┌─ TEXT SHOWN

A national quick service restaurant has become the subject of a class action that alleges it failed to take steps to prevent customer-facing staff from violence. The lawsuit is indicative of several workforce trends, including heightened attention on the risks faced by retail associates, increasing sensitivity to harassment faced by female employees, and a growing willingness of employees to vocalize complaints about a perceived lack of support from company management. In response, it’s clear that retail organizations benefit from prevention programs that have employee support and provide them the tools they think they need to stay safe.
Enter the focus group?
Using employee focus groups is a proven way to gain employee support for security programs and can help spur new solutions for companies that feel they’ve hit the wall on violence prevention. Companies may repeatedly assess risk and implement all security measures that seem reasonable, but unless security planners meet with the workers the store is trying to protect, to discuss how you’re trying to protect them, it’s unlikely to have a full picture of possible—and impossible—protection measures.
Focus groups or stakeholder subcommittees can be an invaluable part of continuously improving a retailer’s security operation. Security managers or consultants understand prevention best practices, but employees better understand nuances of their job and how security measures fit into it than anyone else can. Using focus groups allows security teams to leverage employees’ and managers’ expertise to full effect, providing insight into whether store security strategies and policies are relevant, feasible, and comprehensive.
The focus group model has been used successfully in the healthcare sector for years, including one study that concluded that focus groups are a good way to test assumptions about violence prevention and to encourage support and build consensus for measures to prevent violence in hospital emergency departments (“Using Action Research to Plan a Violence Prevention Program for Emergency Departments,” Journal of Emergency Nursing). The project yielded several valuable lessons for any retail operation that embarks on the use of focus groups to develop or implement strategies to make stores safer for employees.
1. Identify key areas of agreement between different groups of employees. Regarding measures needed to prevent or mitigate violence, a security team’s expertise will give rise to the strategies it believes is necessary. However, to prioritize security activities, it is helpful to also consider the strategies that, managers, store associates, and even customers all agree are important. For example, a focus group with all three stakeholders might identify that consistency in following policies helps to reduce conflict and frustration among customers. Or all three groups might agree that store associates aren’t skilled in conflict resolution and aggression management techniques. If there is consensus among all stakeholders, security teams have a good indication of issues that demand high priority.

└─
┌─ ENTRIES SUPPLIED

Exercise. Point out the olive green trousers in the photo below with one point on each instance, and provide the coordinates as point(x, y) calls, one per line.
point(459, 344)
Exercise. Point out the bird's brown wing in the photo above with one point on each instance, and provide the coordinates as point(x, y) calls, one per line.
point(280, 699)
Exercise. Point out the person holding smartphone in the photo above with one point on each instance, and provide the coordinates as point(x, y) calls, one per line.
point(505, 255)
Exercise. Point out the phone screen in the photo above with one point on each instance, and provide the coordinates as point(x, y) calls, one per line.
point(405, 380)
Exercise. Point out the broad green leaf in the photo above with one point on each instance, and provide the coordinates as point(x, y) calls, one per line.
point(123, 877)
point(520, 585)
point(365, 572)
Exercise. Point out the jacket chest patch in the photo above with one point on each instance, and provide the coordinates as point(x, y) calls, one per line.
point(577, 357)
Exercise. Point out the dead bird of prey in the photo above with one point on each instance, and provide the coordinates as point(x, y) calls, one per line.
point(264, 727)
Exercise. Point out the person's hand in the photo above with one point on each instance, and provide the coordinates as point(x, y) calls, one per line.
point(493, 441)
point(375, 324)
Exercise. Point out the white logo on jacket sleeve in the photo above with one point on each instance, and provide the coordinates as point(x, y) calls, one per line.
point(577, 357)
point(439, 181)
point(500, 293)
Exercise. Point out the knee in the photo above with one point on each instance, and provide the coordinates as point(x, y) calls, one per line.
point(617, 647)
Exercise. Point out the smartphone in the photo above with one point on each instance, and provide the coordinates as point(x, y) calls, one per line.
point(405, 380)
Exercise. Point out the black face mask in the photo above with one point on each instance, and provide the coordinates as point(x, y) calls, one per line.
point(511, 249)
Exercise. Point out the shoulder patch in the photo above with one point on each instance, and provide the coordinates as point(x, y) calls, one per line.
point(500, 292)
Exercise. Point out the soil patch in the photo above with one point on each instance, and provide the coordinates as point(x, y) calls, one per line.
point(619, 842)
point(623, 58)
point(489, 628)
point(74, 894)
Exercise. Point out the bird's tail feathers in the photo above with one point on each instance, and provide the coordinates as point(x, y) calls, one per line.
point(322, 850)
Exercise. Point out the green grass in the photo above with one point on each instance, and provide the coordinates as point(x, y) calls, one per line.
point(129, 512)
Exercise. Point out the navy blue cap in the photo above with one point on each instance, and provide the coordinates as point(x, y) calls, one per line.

└─

● **ASSIGNMENT A**
In the article on retail violence prevention, in which sector has the focus group model been used successfully for years?
● **ASSIGNMENT B**
Echo the passage of the article on retail violence prevention that opens with the words containing "Focus groups or" and closes with "feasible, and comprehensive.", copying it character for character.
● **ASSIGNMENT C**
Continue the article on retail violence prevention, starting right after its last sentence.

● **TASK OUTPUT A**
The healthcare sector.

● **TASK OUTPUT B**
Focus groups or stakeholder subcommittees can be an invaluable part of continuously improving a retailer’s security operation. Security managers or consultants understand prevention best practices, but employees better understand nuances of their job and how security measures fit into it than anyone else can. Using focus groups allows security teams to leverage employees’ and managers’ expertise to full effect, providing insight into whether store security strategies and policies are relevant, feasible, and comprehensive.

● **TASK OUTPUT C**
2. Understand the practicality of security procedures. Focus groups with different groups of participants may help to identify when a security procedure or policy may be undercut by other issues, such as staffing or available technology. When focus groups identify barriers to following security procedures in this way, it informs the security team that the store must either (a) develop alternative countermeasures or (b) make it possible for employees to follow existing security procedures.
3. Get support for security’s efforts. One complaint a focus group may raise is that policy does not allow security staff to proactively intervene in situations that seem to be turning dangerous. Another might be that reduction in security personnel increases risk and puts more security burden on store associates. It is typical for focus groups on workplace violence to result in added support for additional resources to be allocated to security to adequately handle violent persons. A security department’s ability to garner the resources it needs for protection is greatly enhanced when line workers have a forum in which to express such sentiments to management.
4. Raise security as a priority. One common focus group outcome is to identify disconnects, such as between desires for a safe work environment and management priorities. For example, employees may voice the opinion that stores are more focused on maintaining a positive public image than addressing employee safety or say that reports of harassment by customers aren’t taken seriously. Providing a forum for raising such concerns can build grassroots support for making security a bigger priority, which can go a long way in forging a stronger security culture within an organization.
5. Identify specific measures workers think would be most helpful. Even though they are not security experts, store associates contend with difficult customers, aggressive shoplifters, and potentially violent individuals every day, making them uniquely positioned to suggest useful security procedures or devices. For example, while security leaders may be wondering if investing in gunshot detection devices is a good idea, store personnel may recommend more basic practices that they think would make a difference but which may be overlooked, such as simpler methods to make security incident reports and for feedback on reported incidents. Of course, focus groups will invariably come up with suggestions that may not be practical to implement, but it is common for focus groups to generate ideas that are easier to enact and less costly.